Task description: From the listing, collect all lines containing the word "each".

Task data:
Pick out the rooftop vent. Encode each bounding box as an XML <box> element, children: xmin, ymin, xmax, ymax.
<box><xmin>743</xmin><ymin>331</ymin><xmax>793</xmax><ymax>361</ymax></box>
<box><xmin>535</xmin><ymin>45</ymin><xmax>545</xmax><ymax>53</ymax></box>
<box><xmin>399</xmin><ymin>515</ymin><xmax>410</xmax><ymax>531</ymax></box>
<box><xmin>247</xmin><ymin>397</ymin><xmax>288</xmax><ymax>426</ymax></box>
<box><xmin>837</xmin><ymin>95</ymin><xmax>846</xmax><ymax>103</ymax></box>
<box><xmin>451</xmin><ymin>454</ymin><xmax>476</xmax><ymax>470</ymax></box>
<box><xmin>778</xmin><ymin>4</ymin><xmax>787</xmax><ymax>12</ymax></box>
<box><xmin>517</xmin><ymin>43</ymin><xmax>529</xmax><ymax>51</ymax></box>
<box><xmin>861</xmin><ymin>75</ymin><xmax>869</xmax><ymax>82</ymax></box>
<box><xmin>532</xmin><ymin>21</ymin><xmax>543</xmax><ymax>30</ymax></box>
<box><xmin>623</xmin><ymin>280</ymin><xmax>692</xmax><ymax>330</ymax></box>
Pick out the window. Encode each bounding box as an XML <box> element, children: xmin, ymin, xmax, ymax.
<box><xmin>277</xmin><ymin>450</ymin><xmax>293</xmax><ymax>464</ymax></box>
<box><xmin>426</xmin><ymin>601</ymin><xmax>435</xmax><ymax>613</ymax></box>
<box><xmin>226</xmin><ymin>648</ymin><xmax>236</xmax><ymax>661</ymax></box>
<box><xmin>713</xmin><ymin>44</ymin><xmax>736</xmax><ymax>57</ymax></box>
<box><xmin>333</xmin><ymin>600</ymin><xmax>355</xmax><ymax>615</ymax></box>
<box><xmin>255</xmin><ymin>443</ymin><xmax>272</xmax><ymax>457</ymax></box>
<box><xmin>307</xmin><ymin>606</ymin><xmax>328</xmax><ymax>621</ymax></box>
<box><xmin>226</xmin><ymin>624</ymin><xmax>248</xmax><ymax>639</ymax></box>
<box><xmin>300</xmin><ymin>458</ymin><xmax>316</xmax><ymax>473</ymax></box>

Solution:
Pick out the rooftop vent. Encode each bounding box as an XML <box> element, children: xmin, ymin, xmax, ymax.
Pick out the window. Encode each bounding box as an XML <box> element, children: xmin, ymin, xmax, ymax.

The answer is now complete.